WHAT THE TASK REQUIRES: I would like the number of lines in the data that contain the word "horizon". Please give that number alone.

(Beginning of INPUT RECORDS)

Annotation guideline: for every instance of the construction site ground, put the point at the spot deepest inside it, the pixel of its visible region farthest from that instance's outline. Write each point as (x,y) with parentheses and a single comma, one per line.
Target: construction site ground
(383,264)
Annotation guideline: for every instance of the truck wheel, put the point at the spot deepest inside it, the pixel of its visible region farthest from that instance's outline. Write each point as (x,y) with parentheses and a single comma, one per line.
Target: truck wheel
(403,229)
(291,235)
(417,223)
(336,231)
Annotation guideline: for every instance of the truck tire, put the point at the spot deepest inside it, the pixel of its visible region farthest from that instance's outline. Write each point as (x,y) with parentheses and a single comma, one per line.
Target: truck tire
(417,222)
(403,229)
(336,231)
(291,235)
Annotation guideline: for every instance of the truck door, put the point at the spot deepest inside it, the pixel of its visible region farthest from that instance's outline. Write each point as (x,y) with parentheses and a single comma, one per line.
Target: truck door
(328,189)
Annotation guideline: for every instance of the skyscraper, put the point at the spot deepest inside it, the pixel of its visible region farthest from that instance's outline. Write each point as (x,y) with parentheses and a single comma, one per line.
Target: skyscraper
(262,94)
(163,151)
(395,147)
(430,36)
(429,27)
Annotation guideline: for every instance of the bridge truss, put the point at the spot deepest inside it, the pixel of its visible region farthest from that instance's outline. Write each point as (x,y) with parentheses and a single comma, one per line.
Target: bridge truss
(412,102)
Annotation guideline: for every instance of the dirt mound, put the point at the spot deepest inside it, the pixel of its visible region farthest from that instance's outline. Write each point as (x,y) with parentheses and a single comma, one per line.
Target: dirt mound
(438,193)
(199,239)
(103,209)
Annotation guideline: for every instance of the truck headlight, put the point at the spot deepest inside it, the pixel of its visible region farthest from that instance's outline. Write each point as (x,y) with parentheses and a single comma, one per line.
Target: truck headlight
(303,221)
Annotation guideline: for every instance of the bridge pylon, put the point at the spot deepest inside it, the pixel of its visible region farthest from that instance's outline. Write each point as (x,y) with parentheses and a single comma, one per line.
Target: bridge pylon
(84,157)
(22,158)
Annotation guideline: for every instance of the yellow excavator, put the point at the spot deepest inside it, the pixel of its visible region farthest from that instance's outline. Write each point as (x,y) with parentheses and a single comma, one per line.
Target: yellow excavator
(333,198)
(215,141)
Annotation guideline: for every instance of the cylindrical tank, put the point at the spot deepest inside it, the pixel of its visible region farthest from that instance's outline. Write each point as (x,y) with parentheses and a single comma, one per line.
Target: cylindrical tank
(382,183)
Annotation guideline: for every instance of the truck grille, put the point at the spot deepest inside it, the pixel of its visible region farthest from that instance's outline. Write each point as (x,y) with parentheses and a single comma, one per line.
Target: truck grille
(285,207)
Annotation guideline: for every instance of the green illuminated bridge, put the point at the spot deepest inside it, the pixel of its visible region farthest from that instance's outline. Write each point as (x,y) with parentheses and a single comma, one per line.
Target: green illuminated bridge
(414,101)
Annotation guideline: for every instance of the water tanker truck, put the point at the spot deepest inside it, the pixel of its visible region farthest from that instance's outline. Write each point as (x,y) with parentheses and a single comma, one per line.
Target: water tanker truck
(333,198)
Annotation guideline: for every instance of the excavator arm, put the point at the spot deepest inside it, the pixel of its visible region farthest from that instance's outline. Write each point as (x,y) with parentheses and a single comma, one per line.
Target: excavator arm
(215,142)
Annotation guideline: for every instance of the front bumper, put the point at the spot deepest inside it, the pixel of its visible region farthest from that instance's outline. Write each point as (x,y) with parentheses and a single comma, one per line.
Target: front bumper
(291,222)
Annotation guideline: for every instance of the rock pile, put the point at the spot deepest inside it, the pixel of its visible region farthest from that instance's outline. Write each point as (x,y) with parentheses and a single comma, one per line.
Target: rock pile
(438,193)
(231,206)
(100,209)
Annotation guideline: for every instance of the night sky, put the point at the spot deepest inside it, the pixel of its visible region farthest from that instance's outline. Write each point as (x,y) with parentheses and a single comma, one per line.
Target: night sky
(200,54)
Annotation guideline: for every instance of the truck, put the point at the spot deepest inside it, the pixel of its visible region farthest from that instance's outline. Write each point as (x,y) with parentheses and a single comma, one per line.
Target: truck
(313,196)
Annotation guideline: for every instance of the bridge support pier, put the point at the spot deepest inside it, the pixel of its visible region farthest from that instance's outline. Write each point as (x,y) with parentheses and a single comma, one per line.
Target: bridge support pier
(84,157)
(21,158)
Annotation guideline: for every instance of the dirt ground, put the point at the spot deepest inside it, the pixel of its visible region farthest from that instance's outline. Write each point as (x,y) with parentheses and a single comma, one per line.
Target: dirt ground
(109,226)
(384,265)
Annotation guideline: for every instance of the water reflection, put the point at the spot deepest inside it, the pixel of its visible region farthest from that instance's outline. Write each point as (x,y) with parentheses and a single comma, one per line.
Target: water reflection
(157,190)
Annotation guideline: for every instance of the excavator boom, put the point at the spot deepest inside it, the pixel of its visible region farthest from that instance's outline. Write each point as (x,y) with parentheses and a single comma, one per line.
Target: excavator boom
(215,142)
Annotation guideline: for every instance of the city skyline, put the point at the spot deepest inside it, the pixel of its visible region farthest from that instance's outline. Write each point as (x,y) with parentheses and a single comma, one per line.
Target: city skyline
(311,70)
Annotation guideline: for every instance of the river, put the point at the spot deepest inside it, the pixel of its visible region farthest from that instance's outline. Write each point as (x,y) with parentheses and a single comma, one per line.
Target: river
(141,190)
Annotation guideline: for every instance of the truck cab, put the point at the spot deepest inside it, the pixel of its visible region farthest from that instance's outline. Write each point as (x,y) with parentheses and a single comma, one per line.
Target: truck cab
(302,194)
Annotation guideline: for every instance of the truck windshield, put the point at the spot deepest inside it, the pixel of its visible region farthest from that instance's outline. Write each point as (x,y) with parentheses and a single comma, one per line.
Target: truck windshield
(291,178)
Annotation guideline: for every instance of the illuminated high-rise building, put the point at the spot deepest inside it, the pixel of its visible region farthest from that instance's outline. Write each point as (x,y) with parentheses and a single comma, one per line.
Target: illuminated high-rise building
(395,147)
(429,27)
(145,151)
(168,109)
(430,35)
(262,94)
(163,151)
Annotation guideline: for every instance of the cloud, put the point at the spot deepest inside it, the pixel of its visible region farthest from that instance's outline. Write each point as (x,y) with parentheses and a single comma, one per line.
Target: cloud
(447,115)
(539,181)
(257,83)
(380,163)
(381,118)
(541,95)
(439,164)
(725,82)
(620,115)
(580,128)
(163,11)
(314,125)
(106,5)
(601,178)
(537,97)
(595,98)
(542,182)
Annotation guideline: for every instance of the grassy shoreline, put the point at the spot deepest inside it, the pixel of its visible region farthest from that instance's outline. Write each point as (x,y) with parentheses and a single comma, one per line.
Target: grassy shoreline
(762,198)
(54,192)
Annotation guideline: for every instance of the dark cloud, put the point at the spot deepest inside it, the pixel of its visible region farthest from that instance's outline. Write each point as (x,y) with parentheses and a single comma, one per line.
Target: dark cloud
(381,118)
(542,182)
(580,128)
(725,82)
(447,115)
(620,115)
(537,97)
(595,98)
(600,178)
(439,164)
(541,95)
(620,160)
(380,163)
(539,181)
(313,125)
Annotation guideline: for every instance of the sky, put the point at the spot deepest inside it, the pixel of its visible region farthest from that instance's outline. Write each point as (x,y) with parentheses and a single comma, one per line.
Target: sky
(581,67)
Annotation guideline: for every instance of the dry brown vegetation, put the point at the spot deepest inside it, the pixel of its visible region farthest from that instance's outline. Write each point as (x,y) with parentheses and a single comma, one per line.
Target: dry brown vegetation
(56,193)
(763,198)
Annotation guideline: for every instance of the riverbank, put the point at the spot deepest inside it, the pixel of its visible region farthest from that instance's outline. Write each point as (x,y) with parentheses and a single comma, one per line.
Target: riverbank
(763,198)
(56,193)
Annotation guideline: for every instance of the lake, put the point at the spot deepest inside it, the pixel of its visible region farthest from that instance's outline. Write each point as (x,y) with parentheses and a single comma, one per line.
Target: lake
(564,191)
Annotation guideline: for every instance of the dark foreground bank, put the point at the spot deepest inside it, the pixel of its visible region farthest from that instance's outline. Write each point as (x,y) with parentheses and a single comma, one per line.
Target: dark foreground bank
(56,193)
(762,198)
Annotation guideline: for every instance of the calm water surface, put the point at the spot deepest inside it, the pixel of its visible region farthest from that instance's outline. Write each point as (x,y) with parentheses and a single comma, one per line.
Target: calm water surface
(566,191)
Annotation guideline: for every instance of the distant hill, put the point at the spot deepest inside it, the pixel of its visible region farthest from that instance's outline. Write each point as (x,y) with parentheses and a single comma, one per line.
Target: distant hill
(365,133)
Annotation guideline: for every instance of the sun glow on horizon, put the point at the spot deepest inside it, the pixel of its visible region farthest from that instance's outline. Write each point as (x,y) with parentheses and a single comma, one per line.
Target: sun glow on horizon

(End of INPUT RECORDS)

TASK SOLUTION: 2